INSTRUCTIONS FOR THE TASK | Every entry should appear in your answer exactly as it does here.
*** Begin section ***
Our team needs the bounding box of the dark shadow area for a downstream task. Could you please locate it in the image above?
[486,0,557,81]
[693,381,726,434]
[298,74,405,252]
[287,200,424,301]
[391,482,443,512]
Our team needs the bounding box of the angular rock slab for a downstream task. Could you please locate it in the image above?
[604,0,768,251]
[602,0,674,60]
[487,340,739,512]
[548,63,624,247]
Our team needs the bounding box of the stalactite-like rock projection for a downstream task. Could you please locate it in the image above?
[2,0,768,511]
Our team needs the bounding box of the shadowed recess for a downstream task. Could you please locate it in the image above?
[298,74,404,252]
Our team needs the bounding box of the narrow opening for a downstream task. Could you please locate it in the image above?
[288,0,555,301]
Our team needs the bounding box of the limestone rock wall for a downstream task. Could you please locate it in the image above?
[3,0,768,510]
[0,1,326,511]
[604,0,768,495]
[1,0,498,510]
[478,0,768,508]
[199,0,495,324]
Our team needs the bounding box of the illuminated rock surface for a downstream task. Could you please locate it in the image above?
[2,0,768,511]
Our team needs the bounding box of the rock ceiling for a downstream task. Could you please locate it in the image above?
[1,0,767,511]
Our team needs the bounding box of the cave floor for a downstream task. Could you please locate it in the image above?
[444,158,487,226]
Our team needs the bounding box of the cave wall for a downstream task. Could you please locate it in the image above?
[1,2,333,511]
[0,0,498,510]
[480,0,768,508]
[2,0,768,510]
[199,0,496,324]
*** End section ***
PROBLEM SOLUTION |
Our team needs the bounding box of the dark shadow area for a downstream task. Could you please locate it in the image above?
[486,0,557,81]
[693,381,726,434]
[298,74,405,252]
[287,200,424,301]
[391,482,443,512]
Our team needs the bounding box of the angular rock slab for a downstream task. Could you please locate it in the image above?
[604,0,768,251]
[602,0,674,60]
[487,340,739,512]
[548,63,624,247]
Our team needs the bounding box of the stalactite-like rock projection for a downstream task. Could you please locate it in the image above?
[2,0,768,511]
Our team needs the bounding box of the shadowed recess for a downstream task. Could you please locate it in the image above?
[298,74,404,252]
Our team needs the bounding box of the narrow opening for a downstream task. Could you please locate it in the image above?
[288,0,555,301]
Our team needs the bounding box of the limestone rock wall for a downstream task. Could you please locate it in the image above?
[3,0,768,510]
[0,1,326,511]
[604,0,768,495]
[1,0,498,510]
[478,0,768,508]
[199,0,495,324]
Our team needs the bounding box of the illuminated rock surface for a downstream task. Could you please locate it in the image above?
[2,0,768,511]
Our team needs the bounding box of the rock ceiling for a downstream task. Could you please locate it in the image above?
[1,0,767,511]
Our team needs the bounding box of the cave floor for a downstream task. Could you please locate it in the image above?
[444,158,487,226]
Our team needs the bounding box of the cave wall for a downstream task. Could you please locate it in the image above?
[1,2,333,511]
[0,0,498,510]
[480,0,768,508]
[2,0,768,510]
[199,0,496,324]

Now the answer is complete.